◆ Extracted entries:
>> Start

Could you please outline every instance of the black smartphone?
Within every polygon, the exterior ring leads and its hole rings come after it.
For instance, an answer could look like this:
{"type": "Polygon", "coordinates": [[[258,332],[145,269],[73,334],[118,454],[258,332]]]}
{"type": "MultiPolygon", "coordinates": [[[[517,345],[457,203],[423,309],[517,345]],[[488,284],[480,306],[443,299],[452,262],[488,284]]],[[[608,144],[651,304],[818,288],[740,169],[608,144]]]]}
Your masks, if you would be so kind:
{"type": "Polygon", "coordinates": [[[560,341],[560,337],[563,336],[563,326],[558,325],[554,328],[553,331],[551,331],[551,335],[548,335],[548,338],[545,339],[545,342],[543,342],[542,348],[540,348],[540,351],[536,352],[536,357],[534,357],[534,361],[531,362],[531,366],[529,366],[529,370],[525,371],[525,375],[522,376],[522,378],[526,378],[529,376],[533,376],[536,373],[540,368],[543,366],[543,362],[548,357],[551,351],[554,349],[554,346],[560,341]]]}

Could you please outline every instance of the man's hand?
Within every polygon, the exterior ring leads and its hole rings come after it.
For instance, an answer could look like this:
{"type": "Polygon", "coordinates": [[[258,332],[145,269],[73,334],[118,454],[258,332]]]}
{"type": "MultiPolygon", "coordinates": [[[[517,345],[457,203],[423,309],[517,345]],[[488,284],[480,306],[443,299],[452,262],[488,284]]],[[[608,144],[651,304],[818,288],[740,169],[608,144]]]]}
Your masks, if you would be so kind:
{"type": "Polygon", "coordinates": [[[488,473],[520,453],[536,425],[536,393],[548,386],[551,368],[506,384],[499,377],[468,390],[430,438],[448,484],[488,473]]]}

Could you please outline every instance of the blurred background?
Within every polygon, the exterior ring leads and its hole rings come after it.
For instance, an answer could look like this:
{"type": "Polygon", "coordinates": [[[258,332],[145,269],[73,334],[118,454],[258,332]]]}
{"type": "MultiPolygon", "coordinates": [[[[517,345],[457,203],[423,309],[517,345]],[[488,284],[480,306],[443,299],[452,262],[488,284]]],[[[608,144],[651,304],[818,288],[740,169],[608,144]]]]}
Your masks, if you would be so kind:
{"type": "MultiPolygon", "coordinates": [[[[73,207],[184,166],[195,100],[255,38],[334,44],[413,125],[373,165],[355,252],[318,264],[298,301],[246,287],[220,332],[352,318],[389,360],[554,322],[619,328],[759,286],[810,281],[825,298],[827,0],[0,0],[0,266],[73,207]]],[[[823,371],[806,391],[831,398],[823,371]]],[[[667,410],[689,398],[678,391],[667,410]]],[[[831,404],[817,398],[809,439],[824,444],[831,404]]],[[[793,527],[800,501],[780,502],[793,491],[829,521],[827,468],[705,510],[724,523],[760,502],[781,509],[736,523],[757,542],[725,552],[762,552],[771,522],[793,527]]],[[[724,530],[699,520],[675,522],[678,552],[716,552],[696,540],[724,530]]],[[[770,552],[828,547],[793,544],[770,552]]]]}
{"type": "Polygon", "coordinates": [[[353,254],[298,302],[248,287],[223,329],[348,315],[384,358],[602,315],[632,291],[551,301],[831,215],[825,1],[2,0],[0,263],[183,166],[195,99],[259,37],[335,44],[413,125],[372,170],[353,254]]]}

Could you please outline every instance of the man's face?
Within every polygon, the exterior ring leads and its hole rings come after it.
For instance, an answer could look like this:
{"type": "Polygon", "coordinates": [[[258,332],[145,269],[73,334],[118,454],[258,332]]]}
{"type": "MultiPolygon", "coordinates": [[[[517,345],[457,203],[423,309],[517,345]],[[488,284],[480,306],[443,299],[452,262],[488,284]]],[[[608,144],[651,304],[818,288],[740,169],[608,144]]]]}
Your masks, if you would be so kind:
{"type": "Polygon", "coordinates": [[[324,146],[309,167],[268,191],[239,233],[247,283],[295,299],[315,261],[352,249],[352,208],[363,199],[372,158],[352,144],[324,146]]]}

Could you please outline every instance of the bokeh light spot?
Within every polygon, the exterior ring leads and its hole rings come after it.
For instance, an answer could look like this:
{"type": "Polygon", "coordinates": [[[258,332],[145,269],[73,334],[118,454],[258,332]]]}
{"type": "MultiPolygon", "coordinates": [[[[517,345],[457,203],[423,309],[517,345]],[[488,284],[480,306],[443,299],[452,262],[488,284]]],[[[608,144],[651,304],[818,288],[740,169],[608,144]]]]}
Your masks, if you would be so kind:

>> End

Convert every line of the rows above into a Markdown table with the columns "No." and "Line". Number each line, and leave out the blank lines.

◆ Complete output:
| No. | Line |
|---|---|
| 1 | Could you please outline every instance of the black smartphone? |
| 2 | Within every polygon, the exterior ring leads and its hole rings come after it. |
| 3 | For instance, an answer could look like this: |
| 4 | {"type": "Polygon", "coordinates": [[[258,332],[145,269],[73,334],[118,454],[258,332]]]} |
| 5 | {"type": "MultiPolygon", "coordinates": [[[[517,345],[457,203],[423,309],[517,345]],[[488,284],[480,306],[443,299],[452,262],[488,284]]],[[[608,144],[651,304],[818,288],[740,169],[608,144]]]]} |
| 6 | Your masks, if you would be so kind: |
| 7 | {"type": "Polygon", "coordinates": [[[560,341],[560,337],[563,336],[563,326],[558,325],[554,328],[553,331],[551,331],[551,335],[548,335],[548,338],[545,339],[545,342],[543,342],[542,348],[540,348],[540,351],[536,352],[536,357],[534,357],[534,361],[531,362],[531,366],[529,366],[529,370],[525,371],[525,375],[522,376],[522,378],[526,378],[529,376],[533,376],[536,373],[540,368],[543,366],[543,362],[548,357],[551,351],[554,349],[554,346],[560,341]]]} |
| 8 | Could you please outline every instance of the man's hand? |
| 9 | Within every polygon, the exterior ring leads and its hole rings come after it. |
| 10 | For instance, an answer could look like this: |
| 11 | {"type": "Polygon", "coordinates": [[[258,332],[145,269],[73,334],[118,454],[258,332]]]} |
| 12 | {"type": "MultiPolygon", "coordinates": [[[[517,345],[457,203],[423,309],[517,345]],[[488,284],[480,306],[443,299],[452,262],[488,284]]],[[[608,144],[651,304],[818,288],[740,169],[608,144]]]]} |
| 13 | Your masks, if you would be so kind: |
| 14 | {"type": "Polygon", "coordinates": [[[488,473],[520,453],[536,425],[536,393],[548,386],[551,368],[506,384],[499,377],[468,390],[430,438],[448,484],[488,473]]]} |
| 15 | Could you please outline every instance of the blurred background? |
| 16 | Within every polygon, the exterior ring leads and its hole rings come after it. |
| 17 | For instance, an answer could look like this: |
| 18 | {"type": "Polygon", "coordinates": [[[258,332],[145,269],[73,334],[118,454],[258,332]]]} |
| 19 | {"type": "MultiPolygon", "coordinates": [[[[517,345],[457,203],[423,309],[517,345]],[[488,284],[480,306],[443,299],[452,262],[488,284]]],[[[608,144],[651,304],[818,288],[740,169],[608,144]]]]} |
| 20 | Your masks, if you would be so kind: |
| 21 | {"type": "MultiPolygon", "coordinates": [[[[73,207],[184,166],[195,100],[255,38],[334,44],[413,125],[373,165],[355,252],[318,264],[298,301],[246,287],[220,332],[352,318],[389,360],[554,322],[619,328],[759,286],[810,281],[825,298],[827,0],[0,0],[0,266],[73,207]]],[[[823,371],[806,391],[831,398],[823,371]]],[[[667,410],[689,398],[678,391],[667,410]]],[[[831,404],[817,398],[809,439],[824,444],[831,404]]],[[[793,527],[800,501],[780,502],[793,491],[829,521],[827,468],[705,510],[724,523],[760,502],[781,509],[736,523],[757,542],[725,552],[762,552],[771,522],[793,527]]],[[[724,530],[699,520],[675,522],[678,552],[716,552],[696,540],[724,530]]],[[[770,552],[828,547],[793,544],[770,552]]]]} |
| 22 | {"type": "Polygon", "coordinates": [[[353,254],[298,302],[248,287],[223,329],[348,315],[384,358],[602,315],[632,291],[551,301],[831,215],[825,1],[2,0],[0,263],[183,166],[195,99],[259,37],[335,44],[413,125],[372,170],[353,254]]]} |
| 23 | Could you please outline every instance of the man's face? |
| 24 | Within every polygon, the exterior ring leads and its hole rings come after it. |
| 25 | For instance, an answer could look like this: |
| 26 | {"type": "Polygon", "coordinates": [[[258,332],[145,269],[73,334],[118,454],[258,332]]]} |
| 27 | {"type": "MultiPolygon", "coordinates": [[[[517,345],[457,203],[423,309],[517,345]],[[488,284],[480,306],[443,299],[452,262],[488,284]]],[[[608,144],[651,304],[818,288],[740,169],[608,144]]]]} |
| 28 | Your masks, if you would be so kind: |
| 29 | {"type": "Polygon", "coordinates": [[[324,146],[309,167],[268,191],[239,233],[247,283],[295,299],[315,261],[352,249],[352,208],[363,199],[372,158],[352,144],[324,146]]]} |
| 30 | Could you please outline every instance of the bokeh light spot? |
| 31 | Within every polygon, the exterior ring leads and its hole rings come after it. |
| 32 | For instance, an answer could look like this: |
| 33 | {"type": "Polygon", "coordinates": [[[258,332],[145,269],[73,334],[118,454],[258,332]]]} |
| 34 | {"type": "MultiPolygon", "coordinates": [[[[517,345],[457,203],[423,309],[517,345]],[[488,284],[480,306],[443,299],[452,262],[488,284]]],[[[608,144],[651,304],[818,288],[740,169],[608,144]]]]} |
| 35 | Your masks, if you would be so kind: |